> [Short problem]
Starting at the line that contains "Indicate every instance of the nose" and ending at the last line of the records, copy those lines again, requests included. Multiply every point coordinate in the answers by 1.2 and round to whole numbers, rounding halves up.

> [Materials provided]

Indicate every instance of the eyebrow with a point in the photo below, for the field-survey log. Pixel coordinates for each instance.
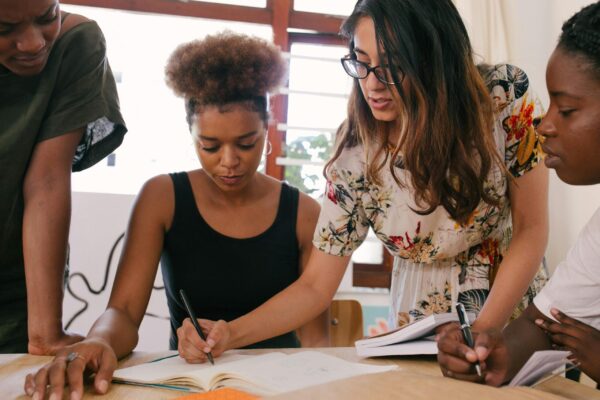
(563, 94)
(361, 51)
(241, 137)
(39, 16)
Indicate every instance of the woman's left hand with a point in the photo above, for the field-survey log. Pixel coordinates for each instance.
(582, 340)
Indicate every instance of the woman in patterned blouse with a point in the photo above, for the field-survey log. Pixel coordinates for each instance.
(440, 159)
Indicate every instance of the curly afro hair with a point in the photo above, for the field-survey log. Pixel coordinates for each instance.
(225, 68)
(581, 34)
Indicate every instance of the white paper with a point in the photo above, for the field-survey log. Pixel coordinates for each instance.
(539, 364)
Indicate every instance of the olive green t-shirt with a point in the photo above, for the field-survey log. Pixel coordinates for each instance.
(76, 89)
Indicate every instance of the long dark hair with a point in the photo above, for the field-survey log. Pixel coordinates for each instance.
(445, 112)
(581, 35)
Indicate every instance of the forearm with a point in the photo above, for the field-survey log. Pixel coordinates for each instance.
(45, 231)
(117, 329)
(523, 337)
(316, 332)
(517, 270)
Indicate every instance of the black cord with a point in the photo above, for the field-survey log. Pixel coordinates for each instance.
(102, 288)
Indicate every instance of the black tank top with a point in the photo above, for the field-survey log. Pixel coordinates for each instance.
(226, 277)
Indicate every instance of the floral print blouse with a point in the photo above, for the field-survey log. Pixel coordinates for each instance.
(437, 260)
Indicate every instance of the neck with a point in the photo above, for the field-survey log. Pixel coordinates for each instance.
(240, 198)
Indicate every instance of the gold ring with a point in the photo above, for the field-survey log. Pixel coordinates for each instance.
(72, 356)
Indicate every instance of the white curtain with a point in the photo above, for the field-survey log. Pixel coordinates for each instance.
(486, 25)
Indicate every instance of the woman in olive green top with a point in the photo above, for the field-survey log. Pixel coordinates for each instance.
(59, 112)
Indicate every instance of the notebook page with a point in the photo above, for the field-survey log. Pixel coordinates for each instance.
(169, 369)
(539, 364)
(303, 369)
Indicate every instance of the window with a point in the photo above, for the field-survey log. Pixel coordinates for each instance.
(334, 7)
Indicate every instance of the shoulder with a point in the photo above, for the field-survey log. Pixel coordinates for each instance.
(157, 186)
(351, 159)
(307, 206)
(80, 38)
(156, 200)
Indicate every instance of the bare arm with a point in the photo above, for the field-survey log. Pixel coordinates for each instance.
(115, 332)
(150, 218)
(529, 206)
(46, 220)
(315, 333)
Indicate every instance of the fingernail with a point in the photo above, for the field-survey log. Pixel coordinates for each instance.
(103, 386)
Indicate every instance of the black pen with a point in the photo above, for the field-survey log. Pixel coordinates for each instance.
(466, 330)
(190, 311)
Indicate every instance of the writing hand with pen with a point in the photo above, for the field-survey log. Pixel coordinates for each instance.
(200, 340)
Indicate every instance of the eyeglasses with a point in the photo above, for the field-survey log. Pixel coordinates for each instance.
(360, 70)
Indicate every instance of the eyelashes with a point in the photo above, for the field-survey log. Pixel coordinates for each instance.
(214, 149)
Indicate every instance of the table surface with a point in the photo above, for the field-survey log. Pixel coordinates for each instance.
(416, 378)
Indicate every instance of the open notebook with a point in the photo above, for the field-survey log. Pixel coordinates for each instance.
(412, 339)
(265, 374)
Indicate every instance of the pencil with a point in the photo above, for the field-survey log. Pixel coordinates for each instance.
(188, 307)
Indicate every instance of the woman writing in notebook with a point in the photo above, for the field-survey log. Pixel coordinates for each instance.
(443, 168)
(230, 236)
(566, 313)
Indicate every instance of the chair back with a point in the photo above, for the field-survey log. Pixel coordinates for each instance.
(346, 323)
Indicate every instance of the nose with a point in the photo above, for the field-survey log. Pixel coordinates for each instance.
(31, 40)
(373, 83)
(546, 127)
(229, 157)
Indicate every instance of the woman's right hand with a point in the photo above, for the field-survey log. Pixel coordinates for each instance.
(193, 349)
(68, 368)
(456, 359)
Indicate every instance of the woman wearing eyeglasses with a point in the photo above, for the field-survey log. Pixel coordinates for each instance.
(441, 160)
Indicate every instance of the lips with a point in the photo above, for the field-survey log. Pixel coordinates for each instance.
(550, 158)
(379, 103)
(230, 179)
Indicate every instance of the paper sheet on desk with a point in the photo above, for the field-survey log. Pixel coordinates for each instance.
(539, 364)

> [Full response]
Indicate every instance of the nose with a point in the photo above, for the field-survey log. Pixel coordinates for each instance.
(37, 48)
(448, 100)
(655, 152)
(275, 188)
Indicate every instance of the woman's right hand with a point in the photo above, for the field-survey log. Pixel coordinates for each instance.
(232, 419)
(82, 442)
(547, 431)
Indicate every instance of the woman wearing eyeglasses with a point in the photo above, for the field-survey log. Pixel coordinates for each instance.
(529, 192)
Indicate every instance of the lips with a point in the photo above, for the field-survey log. Pixel coordinates for each instance.
(660, 190)
(455, 124)
(276, 215)
Indicate every instance of the paper sheet on desk with a point in the photo above, for the field-survey log. Pixel coordinates for each instance.
(647, 437)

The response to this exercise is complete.